··· SOURCE RECORDS

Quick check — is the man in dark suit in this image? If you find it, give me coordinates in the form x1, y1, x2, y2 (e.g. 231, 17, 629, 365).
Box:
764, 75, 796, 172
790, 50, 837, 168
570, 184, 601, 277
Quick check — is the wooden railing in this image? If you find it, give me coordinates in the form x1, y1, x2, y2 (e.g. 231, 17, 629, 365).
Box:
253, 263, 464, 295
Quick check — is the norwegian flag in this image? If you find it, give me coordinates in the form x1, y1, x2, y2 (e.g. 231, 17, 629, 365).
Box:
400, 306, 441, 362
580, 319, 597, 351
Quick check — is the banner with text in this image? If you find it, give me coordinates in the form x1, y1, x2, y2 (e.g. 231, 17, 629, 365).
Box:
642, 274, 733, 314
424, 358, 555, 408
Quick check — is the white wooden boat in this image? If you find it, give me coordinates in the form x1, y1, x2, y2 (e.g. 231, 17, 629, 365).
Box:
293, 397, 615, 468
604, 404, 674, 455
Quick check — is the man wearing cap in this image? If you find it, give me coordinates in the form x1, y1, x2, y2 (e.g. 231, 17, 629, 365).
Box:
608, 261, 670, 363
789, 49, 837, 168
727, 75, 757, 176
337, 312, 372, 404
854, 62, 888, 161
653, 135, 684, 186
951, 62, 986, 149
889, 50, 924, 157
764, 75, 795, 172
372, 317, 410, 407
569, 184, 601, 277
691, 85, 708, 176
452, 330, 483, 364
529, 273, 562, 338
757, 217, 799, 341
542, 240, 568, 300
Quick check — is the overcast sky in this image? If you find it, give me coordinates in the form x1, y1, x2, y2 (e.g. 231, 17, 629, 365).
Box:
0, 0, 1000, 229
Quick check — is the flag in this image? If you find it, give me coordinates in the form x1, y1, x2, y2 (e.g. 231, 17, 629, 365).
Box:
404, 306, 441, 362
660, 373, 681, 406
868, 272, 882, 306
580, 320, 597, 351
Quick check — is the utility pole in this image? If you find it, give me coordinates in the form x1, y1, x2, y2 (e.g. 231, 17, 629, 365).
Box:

······

== EXERCISE DETAILS ==
Rewrite everything from the start of the records down through the line containing "580, 320, 597, 351", keeping the requests as they are, but multiply each bounding-box coordinate in the answers by 2.35 and round it to a whole number, with halves rounded up.

== SOLVED PROBLEM ==
Quick check — is the man in dark suit in this image? If you find it, give me coordinates in the form x1, y1, x2, y2 (e.g. 231, 17, 629, 365).
Box:
1795, 176, 1871, 404
1857, 118, 1967, 395
1340, 432, 1412, 651
Quick check — is the wooden railing in this image? If you find it, give me coordinates in the form x1, y1, x2, y2 (e.g. 231, 17, 629, 365).
Box:
595, 618, 1090, 693
Quick check — is the norwegian flag in this image? If you find it, give me coordinates in the form x1, y1, x2, y2 (e.g. 231, 17, 629, 365).
Box:
940, 719, 1036, 851
1363, 750, 1403, 825
Quick check — is the banner with text in this image? If you find it, give me coordinates in the form x1, y1, x2, y2 (e.g. 231, 17, 629, 365).
Box:
1509, 644, 1723, 738
996, 841, 1304, 959
Quick check — is the white wooden boat in this image? If you find it, give me coordinates in the form x1, y1, x2, y2 (e.g. 231, 17, 629, 365).
Box:
689, 933, 1445, 1100
1419, 949, 1584, 1069
Quick check — is the man wearing cap in this image? If you find it, give me coordinates in the form x1, y1, x2, y2 (e.g. 231, 17, 629, 365).
Box:
1429, 613, 1575, 853
1854, 115, 1967, 395
1708, 176, 1779, 414
792, 733, 874, 949
2007, 146, 2087, 378
1535, 317, 1607, 437
2235, 146, 2317, 350
2089, 118, 2171, 369
1795, 176, 1868, 404
874, 745, 964, 956
1337, 432, 1412, 651
1624, 200, 1664, 414
1062, 776, 1135, 855
1243, 642, 1321, 794
1779, 510, 1878, 801
1274, 564, 1335, 705
Quick check — is the overcast sky in this image? If you find it, give me coordinates in the form x1, y1, x2, y2 (e.g. 231, 17, 629, 365).
Box:
0, 0, 2350, 538
Quick check — is the flag in this image? If you find it, give me coordinates in the form x1, y1, x2, y2 (e.g. 231, 17, 629, 365).
Box:
949, 719, 1036, 851
1551, 877, 1600, 954
2040, 639, 2073, 719
1363, 752, 1403, 825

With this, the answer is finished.